**WHAT NEEDS TO BE DONE**
Go through the listing and copy every line word for word.

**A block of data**

# # # # # # #

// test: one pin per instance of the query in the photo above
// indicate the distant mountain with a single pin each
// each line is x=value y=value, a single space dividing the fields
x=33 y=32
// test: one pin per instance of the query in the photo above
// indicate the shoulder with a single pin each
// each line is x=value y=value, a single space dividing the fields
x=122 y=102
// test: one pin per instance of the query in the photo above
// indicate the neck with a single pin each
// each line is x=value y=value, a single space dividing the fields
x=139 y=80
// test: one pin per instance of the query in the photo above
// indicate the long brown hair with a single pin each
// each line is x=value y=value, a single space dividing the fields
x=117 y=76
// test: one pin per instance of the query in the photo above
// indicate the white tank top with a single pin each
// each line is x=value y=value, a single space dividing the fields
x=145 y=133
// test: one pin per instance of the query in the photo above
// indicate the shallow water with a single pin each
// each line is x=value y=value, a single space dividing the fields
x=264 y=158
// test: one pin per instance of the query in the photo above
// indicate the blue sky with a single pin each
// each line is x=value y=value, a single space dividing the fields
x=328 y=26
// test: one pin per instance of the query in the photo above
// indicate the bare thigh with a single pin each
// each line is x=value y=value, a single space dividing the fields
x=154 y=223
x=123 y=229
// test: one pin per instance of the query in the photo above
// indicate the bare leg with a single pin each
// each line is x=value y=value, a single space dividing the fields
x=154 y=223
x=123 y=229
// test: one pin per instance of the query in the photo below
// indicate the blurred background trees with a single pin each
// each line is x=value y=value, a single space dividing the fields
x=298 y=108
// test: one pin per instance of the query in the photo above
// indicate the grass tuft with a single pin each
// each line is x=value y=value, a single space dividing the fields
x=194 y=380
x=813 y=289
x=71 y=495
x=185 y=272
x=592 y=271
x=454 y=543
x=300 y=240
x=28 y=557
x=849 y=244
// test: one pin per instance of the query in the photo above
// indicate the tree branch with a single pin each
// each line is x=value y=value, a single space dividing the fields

# # # # # # #

**TASK OUTPUT**
// test: one pin per instance of the query in the photo above
// indicate the distant mountain with a single pin each
// each line is x=value y=value, a single space dividing the fields
x=33 y=32
// test: one pin per instance of the query in the photo above
// indicate the shoulder with a single pin each
// each line is x=value y=value, a single space dividing the fields
x=122 y=102
// test: one pin per instance of the query in the photo above
// indicate the neck with a single pin each
// each line is x=value y=value, a single space dividing the fields
x=139 y=80
// test: one pin per instance of the query in the photo above
// indicate the long brown hair with a single pin each
// each line is x=value y=value, a single space dividing the fields
x=117 y=76
// test: one pin per instance of the query in the photo above
// indicate the white tank top with a single pin each
// each line is x=value y=value, a single space dividing the fields
x=145 y=133
// test: one pin per instance of the query in the photo above
// indicate the shallow water with a single pin each
// each line is x=value y=value, a single space dividing the fields
x=264 y=158
// test: one pin per instance of the query in the photo above
// indicate the blue sky with a single pin each
// each line is x=value y=value, a single space dividing the fields
x=328 y=26
// test: one pin per instance of the query in the photo above
// indicate the bare thigh with a single pin each
// each line is x=value y=value, a single space dividing the fields
x=154 y=223
x=123 y=229
// test: one pin per instance of the query in the photo above
// indicate the bare leg with a single pin each
// each line is x=value y=value, a single space dividing the fields
x=154 y=223
x=123 y=229
// test: one pin per instance of the query in the photo below
// indicate the blurred background trees with a single pin each
// each line is x=value y=value, a single space dividing the fields
x=298 y=108
// test: one pin per instance of the query in the photo above
// indicate the grass tuft with a single pin each
// each line is x=value y=value, a single space dividing the fields
x=194 y=380
x=813 y=289
x=71 y=495
x=185 y=272
x=592 y=271
x=454 y=543
x=300 y=240
x=28 y=557
x=849 y=244
// test: one pin per instance of the query in the photo above
// indicate the tree branch with a single pin each
// each line is x=value y=value, a single space dividing the fields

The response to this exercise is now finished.